• Listed records
════════════════════

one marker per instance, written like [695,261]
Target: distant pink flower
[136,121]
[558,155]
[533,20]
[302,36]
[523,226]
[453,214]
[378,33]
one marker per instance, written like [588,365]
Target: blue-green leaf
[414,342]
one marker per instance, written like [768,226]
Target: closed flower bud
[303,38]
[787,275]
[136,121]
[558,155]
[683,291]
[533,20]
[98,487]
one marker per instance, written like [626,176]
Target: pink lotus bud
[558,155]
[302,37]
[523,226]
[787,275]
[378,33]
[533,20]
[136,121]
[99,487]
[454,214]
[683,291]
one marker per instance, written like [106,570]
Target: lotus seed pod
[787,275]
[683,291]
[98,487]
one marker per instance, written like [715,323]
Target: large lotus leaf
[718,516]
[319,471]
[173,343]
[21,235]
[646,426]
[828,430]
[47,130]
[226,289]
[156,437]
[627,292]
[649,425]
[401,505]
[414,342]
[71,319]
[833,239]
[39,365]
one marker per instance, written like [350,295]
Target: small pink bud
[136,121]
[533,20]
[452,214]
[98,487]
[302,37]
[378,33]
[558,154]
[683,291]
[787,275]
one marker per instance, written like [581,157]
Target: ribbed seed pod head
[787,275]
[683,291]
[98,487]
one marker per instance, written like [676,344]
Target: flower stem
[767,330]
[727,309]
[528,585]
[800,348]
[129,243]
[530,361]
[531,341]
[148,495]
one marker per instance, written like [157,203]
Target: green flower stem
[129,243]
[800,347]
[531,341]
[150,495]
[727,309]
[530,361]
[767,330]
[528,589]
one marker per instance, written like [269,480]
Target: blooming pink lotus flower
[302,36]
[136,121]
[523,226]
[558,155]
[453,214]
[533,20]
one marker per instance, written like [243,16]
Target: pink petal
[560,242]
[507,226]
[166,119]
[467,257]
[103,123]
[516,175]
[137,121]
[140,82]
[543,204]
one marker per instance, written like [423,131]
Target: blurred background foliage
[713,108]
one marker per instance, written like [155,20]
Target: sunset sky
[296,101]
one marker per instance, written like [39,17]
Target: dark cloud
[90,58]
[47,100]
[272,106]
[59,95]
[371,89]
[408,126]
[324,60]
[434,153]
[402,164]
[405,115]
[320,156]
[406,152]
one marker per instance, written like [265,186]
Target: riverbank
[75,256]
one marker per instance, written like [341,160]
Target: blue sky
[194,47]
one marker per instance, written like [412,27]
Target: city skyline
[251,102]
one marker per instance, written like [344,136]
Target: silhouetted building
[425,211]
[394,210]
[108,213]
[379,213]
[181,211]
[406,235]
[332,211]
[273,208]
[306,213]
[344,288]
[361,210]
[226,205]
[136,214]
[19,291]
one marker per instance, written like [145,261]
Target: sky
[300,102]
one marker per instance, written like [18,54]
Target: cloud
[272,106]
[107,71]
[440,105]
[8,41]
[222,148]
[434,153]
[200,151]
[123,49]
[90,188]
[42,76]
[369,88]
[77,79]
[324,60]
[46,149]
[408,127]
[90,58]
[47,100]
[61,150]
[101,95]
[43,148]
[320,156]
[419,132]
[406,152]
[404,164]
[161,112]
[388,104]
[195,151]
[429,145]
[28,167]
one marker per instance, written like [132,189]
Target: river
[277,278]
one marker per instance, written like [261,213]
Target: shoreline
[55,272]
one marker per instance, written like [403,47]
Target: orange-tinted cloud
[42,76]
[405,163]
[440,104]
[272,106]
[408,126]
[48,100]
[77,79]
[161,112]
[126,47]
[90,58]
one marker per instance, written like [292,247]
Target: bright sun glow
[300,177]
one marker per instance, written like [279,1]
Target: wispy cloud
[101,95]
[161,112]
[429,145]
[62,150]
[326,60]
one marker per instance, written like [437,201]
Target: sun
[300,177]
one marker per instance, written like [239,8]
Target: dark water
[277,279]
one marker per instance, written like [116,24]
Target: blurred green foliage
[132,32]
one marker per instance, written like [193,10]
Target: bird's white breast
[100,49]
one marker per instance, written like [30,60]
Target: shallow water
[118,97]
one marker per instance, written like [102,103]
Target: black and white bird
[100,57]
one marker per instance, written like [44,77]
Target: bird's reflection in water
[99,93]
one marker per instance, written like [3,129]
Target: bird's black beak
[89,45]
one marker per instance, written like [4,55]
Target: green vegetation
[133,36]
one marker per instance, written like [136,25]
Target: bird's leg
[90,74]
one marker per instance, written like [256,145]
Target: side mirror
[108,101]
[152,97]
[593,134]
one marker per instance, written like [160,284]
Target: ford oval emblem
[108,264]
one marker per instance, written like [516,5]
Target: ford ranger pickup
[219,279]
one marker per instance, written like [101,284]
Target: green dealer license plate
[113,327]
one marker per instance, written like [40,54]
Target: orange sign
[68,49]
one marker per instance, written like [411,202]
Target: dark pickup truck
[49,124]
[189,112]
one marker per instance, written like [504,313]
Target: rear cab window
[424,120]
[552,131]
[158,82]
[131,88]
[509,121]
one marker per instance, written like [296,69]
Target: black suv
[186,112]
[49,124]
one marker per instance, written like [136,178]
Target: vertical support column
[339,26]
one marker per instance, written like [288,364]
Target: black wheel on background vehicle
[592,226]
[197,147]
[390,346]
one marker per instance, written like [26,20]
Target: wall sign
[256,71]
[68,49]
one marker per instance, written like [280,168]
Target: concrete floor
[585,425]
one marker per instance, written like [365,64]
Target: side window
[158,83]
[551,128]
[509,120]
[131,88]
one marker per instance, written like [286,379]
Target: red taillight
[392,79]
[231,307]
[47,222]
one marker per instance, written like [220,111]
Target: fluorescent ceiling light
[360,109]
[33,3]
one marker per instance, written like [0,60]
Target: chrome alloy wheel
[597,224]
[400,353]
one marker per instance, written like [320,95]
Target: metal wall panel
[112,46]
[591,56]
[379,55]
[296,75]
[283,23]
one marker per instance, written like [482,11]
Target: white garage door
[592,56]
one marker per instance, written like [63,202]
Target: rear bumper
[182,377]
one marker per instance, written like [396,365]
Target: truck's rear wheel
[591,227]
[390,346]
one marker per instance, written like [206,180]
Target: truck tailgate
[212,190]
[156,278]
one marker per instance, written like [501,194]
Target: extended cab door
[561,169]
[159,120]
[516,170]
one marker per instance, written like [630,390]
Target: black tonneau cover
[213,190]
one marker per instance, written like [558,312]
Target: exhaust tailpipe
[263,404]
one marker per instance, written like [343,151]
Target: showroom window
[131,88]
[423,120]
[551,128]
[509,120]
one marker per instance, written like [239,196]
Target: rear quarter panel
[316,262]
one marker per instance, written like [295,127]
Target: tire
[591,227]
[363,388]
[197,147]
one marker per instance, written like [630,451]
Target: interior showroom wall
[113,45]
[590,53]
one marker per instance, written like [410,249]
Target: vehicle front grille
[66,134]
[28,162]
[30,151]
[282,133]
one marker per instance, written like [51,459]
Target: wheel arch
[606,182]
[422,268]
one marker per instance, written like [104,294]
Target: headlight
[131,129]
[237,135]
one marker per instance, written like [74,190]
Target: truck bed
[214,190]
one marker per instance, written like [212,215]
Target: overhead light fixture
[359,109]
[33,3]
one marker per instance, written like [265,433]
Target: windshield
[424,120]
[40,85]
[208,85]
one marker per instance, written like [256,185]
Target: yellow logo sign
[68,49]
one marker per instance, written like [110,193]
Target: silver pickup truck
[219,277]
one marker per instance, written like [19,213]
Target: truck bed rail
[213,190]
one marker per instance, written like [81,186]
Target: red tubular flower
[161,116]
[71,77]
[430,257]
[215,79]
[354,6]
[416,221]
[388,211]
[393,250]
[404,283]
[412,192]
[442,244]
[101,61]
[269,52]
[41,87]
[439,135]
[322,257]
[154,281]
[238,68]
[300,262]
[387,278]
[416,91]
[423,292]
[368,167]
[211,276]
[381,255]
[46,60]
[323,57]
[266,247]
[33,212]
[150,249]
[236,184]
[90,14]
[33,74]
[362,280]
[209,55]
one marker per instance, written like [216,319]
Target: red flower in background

════════════════════

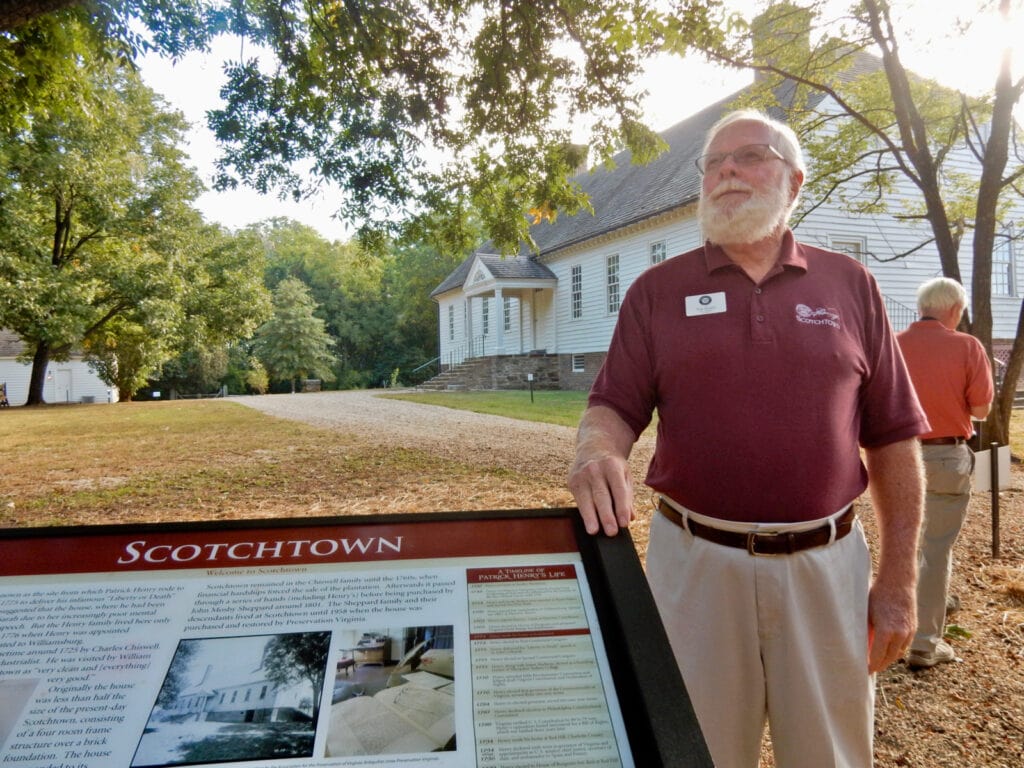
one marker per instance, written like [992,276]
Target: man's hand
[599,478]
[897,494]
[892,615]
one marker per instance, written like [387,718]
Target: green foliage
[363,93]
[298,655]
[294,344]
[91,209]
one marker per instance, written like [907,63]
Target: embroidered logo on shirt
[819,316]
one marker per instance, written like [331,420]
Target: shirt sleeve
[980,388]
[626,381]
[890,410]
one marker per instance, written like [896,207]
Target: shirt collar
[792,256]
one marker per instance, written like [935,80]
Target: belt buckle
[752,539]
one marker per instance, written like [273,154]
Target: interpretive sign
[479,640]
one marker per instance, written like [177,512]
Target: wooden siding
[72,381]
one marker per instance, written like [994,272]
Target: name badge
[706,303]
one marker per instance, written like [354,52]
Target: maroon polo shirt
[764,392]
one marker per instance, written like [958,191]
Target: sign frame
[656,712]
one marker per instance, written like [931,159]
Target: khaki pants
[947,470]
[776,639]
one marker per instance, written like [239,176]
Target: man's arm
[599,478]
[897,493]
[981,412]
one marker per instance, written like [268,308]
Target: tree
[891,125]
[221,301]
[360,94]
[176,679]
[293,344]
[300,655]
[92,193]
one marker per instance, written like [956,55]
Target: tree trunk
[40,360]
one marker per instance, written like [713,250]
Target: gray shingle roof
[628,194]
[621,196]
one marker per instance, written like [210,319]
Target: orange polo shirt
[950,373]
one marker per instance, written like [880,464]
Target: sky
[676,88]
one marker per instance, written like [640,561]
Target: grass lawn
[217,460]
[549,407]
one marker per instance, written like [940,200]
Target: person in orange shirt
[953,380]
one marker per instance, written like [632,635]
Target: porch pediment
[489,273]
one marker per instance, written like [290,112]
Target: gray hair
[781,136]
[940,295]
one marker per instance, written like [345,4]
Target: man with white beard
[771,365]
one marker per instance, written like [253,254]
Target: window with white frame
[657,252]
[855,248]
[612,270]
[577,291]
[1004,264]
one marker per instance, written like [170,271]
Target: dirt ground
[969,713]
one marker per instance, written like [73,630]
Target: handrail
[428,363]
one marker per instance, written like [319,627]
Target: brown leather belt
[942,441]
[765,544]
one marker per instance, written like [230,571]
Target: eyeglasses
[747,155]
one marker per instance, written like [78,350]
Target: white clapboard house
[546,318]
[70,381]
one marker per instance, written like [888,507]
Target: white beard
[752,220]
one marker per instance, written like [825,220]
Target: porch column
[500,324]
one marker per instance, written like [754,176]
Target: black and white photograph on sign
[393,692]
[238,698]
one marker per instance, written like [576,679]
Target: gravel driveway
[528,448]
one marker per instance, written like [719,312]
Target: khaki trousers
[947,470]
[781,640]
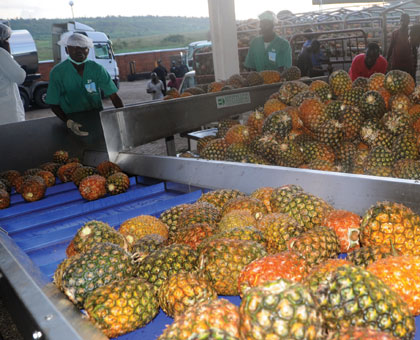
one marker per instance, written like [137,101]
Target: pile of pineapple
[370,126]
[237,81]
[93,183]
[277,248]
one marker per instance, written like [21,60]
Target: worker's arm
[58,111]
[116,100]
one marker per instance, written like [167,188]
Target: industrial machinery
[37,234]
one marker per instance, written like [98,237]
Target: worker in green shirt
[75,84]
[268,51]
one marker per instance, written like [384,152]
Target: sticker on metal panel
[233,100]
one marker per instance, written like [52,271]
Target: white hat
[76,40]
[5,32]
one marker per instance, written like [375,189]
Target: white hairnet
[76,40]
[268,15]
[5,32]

════════════════════

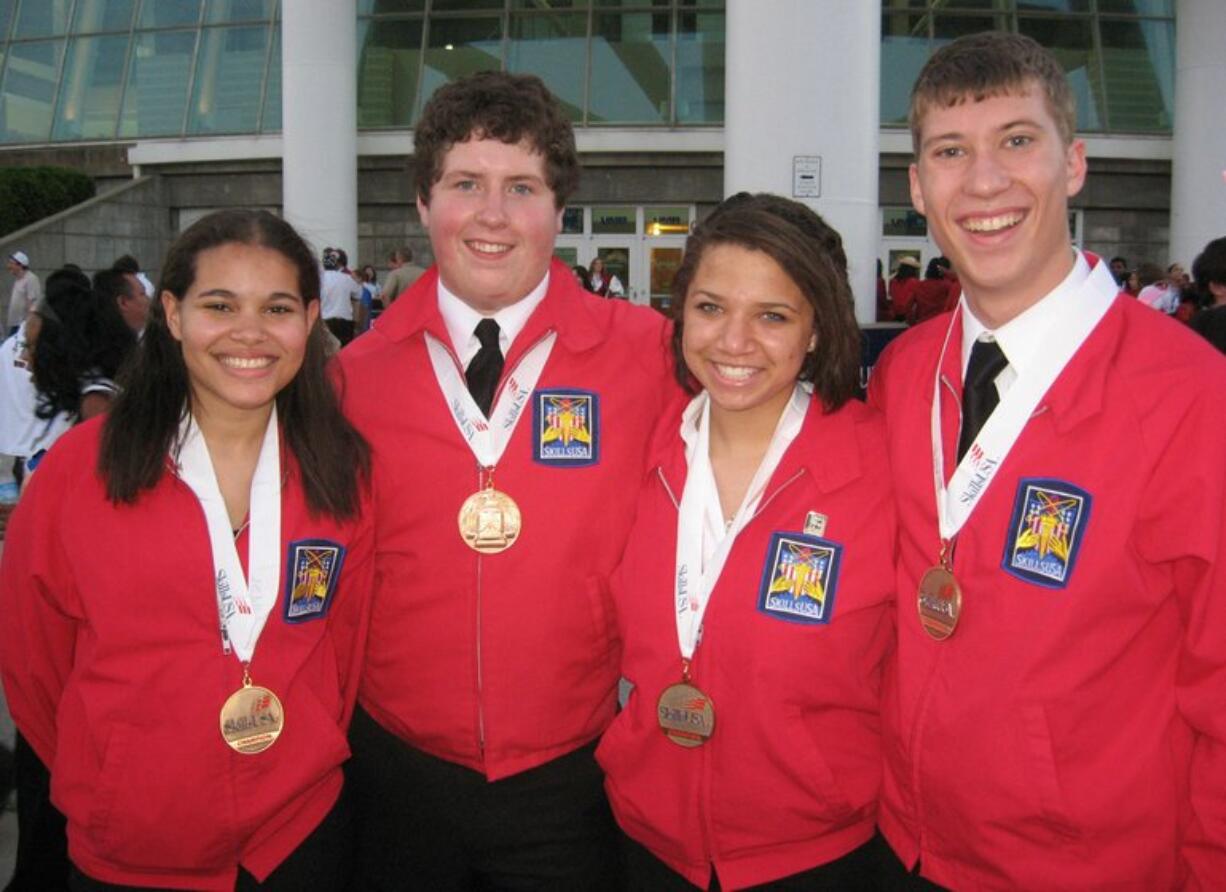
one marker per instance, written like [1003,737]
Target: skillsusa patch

════════════════════

• What the task asks
Which lines in the items contain the word "door"? Copy out each of those lines in full.

• Correct answer
Target: white garage door
Target: extended cab door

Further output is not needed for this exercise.